::: Extracted records :::

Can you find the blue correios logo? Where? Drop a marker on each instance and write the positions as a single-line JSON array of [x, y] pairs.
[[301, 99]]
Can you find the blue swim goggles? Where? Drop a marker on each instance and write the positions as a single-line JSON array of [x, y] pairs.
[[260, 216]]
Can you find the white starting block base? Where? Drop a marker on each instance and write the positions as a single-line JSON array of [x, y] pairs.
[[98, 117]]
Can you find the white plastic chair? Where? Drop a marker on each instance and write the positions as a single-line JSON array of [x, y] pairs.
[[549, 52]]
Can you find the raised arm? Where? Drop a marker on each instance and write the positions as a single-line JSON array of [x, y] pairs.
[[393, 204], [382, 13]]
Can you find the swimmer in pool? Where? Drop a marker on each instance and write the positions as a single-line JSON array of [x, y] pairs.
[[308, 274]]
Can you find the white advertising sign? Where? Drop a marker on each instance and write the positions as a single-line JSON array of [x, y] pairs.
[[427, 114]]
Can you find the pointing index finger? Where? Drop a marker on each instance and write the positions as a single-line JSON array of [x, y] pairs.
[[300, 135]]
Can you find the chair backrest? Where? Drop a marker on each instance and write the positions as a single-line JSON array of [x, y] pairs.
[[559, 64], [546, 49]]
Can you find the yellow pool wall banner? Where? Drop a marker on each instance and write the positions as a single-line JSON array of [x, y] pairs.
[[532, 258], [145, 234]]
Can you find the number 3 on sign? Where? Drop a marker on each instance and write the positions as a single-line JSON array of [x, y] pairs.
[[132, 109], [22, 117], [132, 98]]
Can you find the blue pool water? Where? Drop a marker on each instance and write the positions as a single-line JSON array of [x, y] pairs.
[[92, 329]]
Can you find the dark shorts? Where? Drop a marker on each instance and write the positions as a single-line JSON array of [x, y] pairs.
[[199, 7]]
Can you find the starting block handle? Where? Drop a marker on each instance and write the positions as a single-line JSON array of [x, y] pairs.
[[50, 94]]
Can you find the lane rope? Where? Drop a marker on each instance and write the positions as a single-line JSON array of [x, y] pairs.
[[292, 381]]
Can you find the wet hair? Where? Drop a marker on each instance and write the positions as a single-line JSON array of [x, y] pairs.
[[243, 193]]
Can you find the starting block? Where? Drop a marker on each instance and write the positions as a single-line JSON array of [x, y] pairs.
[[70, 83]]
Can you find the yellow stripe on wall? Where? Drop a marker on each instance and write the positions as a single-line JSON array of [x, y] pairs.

:::

Reproduce every line of the listing above word for word, without changing anything.

Can you find the blue correios logo? Where? Drop a marker on each instance and write the positions as a single-line JSON array of [x, y] pairs.
[[301, 99]]
Can you find the blue swim goggles? Where? Drop a marker on each instance and write the positions as a single-line JSON array of [x, y] pairs.
[[260, 216]]
Can you find the white starting block base? Where? Drop a marker on each instance and write the positions as a single-line JSON array of [x, y] pairs.
[[98, 117]]
Can you find the white plastic chair? Where? Drop a marker on each instance and write the positions as a single-line JSON array of [x, y] pairs.
[[549, 52]]
Can you find the raised arm? Where? Drop a marker on each instance and write the positions as a single-line JSON array of [x, y] pairs.
[[393, 204], [382, 13]]
Can you find the swimmer in pool? Where? Drop a marker on each instance and write the positions as a single-line JSON array of [x, y] pairs.
[[308, 274]]
Can you find the white advertising sign? Where? Drop a marker on each instance and write the positions as a single-line JSON array of [x, y] pairs.
[[427, 114]]
Can you find the pointing index finger? Where? Drop a marker on each instance and write the positions as a single-line JSON array of [x, y] pairs.
[[300, 135]]
Can you find the chair backrest? Where? Drop a marker on each instance and write the positions as a single-line JSON array of [x, y] pairs.
[[559, 64], [546, 49]]
Can you find the yellow pool wall banner? Where? Drop a marker on each instance and write the positions as a single-line JSON array of [x, y] pairs.
[[532, 258], [145, 234]]
Can you find the number 3 on sign? Where? Drop a marker on each instance and write the positions as a single-line JSON array of [x, y] pairs.
[[132, 109], [22, 117], [132, 98]]
Can you find the blue pool water? Where? Drop a marker on each instance and write the positions as a single-line JSON array of [x, y] pairs.
[[92, 329]]
Can you find the dark shorts? Where? Drop a marker on each instance and write the positions as a single-line JSON array of [x, y] pairs.
[[199, 7]]
Can you find the starting block handle? Where? Drop a marker on each instance and write the positions as a single-line JSON array of [x, y] pairs.
[[50, 94]]
Can you find the lane rope? Where? Drop a marker on each instance and write the positions as a single-line JSON array of [x, y] pairs.
[[292, 381]]
Can you find the wet hair? Where? Drop a marker on each instance and write the positions as a single-line JSON array of [x, y] pairs.
[[243, 193]]
Can you find the starting block? Where? Drop a marker on each instance and write the positions as a single-line JSON array of [x, y] pairs.
[[70, 83]]
Can you find the yellow stripe on wall? Where? Drop a marker on each instance and write the positions as a single-line JSON array of [x, y] pairs.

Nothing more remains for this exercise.